Copy the entries below word for word, keeping every line unchanged.

━━━━━━━━━━━━━━━━

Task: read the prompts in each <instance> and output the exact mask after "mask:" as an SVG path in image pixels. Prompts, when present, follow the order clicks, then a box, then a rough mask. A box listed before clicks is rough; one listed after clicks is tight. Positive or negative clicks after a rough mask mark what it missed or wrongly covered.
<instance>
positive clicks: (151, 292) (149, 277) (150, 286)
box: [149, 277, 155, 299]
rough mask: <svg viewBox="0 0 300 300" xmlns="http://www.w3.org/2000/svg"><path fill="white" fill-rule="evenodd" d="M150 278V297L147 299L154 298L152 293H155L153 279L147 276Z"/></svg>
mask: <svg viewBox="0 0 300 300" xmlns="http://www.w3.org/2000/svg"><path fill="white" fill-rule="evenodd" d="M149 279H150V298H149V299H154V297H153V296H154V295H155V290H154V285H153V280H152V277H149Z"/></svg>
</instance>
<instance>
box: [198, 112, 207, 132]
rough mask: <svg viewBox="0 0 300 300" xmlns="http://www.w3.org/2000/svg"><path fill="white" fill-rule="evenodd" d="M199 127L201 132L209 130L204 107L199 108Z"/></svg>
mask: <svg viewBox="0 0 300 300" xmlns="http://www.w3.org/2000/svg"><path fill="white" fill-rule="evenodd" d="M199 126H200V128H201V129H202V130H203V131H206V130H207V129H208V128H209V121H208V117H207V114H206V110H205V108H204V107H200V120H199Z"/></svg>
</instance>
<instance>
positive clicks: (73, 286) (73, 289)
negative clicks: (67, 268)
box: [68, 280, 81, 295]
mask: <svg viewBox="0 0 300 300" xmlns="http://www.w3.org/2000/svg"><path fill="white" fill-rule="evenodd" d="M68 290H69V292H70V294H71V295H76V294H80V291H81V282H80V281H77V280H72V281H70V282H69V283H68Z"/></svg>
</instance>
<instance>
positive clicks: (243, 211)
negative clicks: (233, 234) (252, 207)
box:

━━━━━━━━━━━━━━━━

● **OUTPUT**:
Task: read the prompts in each <instance> and output the exact mask after "mask:" as an SVG path in image pixels. Prompts, when present, follow the order clicks, then a box, then a rough mask. A box listed before clicks is rough; one listed after clicks is tight. Positive or negative clicks after a rough mask mark what it missed or wrongly covered.
<instance>
positive clicks: (151, 292) (149, 277) (150, 286)
box: [149, 277, 155, 299]
rough mask: <svg viewBox="0 0 300 300" xmlns="http://www.w3.org/2000/svg"><path fill="white" fill-rule="evenodd" d="M150 278V297L147 299L154 298L152 293H155L153 279L147 276Z"/></svg>
mask: <svg viewBox="0 0 300 300" xmlns="http://www.w3.org/2000/svg"><path fill="white" fill-rule="evenodd" d="M149 279H150V298H149V299H154V297H153V296H154V295H155V290H154V285H153V280H152V277H149Z"/></svg>
</instance>
<instance>
box: [198, 112, 207, 132]
rough mask: <svg viewBox="0 0 300 300" xmlns="http://www.w3.org/2000/svg"><path fill="white" fill-rule="evenodd" d="M199 127L201 132L209 130L204 107L199 108Z"/></svg>
mask: <svg viewBox="0 0 300 300" xmlns="http://www.w3.org/2000/svg"><path fill="white" fill-rule="evenodd" d="M199 126H200V128H201V129H202V130H203V131H206V130H207V129H208V128H209V121H208V117H207V114H206V110H205V108H204V107H200V120H199Z"/></svg>
</instance>
<instance>
positive clicks: (73, 286) (73, 289)
negative clicks: (67, 268)
box: [68, 280, 81, 295]
mask: <svg viewBox="0 0 300 300" xmlns="http://www.w3.org/2000/svg"><path fill="white" fill-rule="evenodd" d="M68 290H69V292H70V294H71V295H76V294H80V291H81V282H80V281H77V280H72V281H70V282H69V283H68Z"/></svg>
</instance>
<instance>
positive clicks: (243, 211)
negative clicks: (233, 234) (252, 207)
box:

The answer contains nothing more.